WHAT THE TASK ASKS:
Extract each of the lines below that contains the word "white", copying every such line in full. Case counts.

THE INPUT:
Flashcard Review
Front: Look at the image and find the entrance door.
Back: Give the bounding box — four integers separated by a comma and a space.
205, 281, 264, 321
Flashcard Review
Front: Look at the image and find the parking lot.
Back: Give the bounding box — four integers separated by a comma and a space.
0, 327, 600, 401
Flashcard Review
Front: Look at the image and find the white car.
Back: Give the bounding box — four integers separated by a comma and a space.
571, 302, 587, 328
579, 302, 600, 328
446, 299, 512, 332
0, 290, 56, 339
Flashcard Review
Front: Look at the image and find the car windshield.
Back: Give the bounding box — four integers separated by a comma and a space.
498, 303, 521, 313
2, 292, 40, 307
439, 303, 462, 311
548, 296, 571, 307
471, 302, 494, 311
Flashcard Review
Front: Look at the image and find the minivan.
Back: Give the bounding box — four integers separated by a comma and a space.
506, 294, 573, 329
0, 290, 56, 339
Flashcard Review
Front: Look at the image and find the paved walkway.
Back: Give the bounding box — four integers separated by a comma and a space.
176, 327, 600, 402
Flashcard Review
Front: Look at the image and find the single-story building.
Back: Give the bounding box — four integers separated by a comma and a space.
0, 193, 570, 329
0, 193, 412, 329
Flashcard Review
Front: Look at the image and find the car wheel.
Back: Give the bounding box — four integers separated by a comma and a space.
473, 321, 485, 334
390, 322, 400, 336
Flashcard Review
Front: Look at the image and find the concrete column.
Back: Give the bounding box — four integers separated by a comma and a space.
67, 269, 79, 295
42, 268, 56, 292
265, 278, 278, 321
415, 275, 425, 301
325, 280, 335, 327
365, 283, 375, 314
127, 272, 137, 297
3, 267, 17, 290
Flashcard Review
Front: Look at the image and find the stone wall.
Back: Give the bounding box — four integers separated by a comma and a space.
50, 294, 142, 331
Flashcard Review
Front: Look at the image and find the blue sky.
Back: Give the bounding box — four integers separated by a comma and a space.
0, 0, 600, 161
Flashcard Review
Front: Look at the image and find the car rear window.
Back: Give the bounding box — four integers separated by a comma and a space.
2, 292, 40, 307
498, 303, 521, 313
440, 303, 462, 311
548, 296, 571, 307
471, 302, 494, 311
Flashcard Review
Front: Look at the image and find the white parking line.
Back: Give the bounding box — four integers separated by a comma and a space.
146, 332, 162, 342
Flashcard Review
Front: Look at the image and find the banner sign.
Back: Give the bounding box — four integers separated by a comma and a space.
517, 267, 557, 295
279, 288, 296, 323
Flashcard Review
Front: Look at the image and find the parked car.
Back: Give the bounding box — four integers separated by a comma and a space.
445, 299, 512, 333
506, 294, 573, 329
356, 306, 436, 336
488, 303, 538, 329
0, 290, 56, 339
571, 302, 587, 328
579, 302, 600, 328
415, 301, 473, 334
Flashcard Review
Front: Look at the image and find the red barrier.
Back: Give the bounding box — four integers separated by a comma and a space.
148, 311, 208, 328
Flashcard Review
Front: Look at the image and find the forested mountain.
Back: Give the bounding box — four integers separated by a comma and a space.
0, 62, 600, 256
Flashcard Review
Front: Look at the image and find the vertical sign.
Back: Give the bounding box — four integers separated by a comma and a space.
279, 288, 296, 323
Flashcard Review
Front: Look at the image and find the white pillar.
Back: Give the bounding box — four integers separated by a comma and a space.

WORKED SOLUTION:
Front: Look at the image and find the white car.
Front: Look at the image and find the white parking line.
Front: Look at the image and find the white pillar.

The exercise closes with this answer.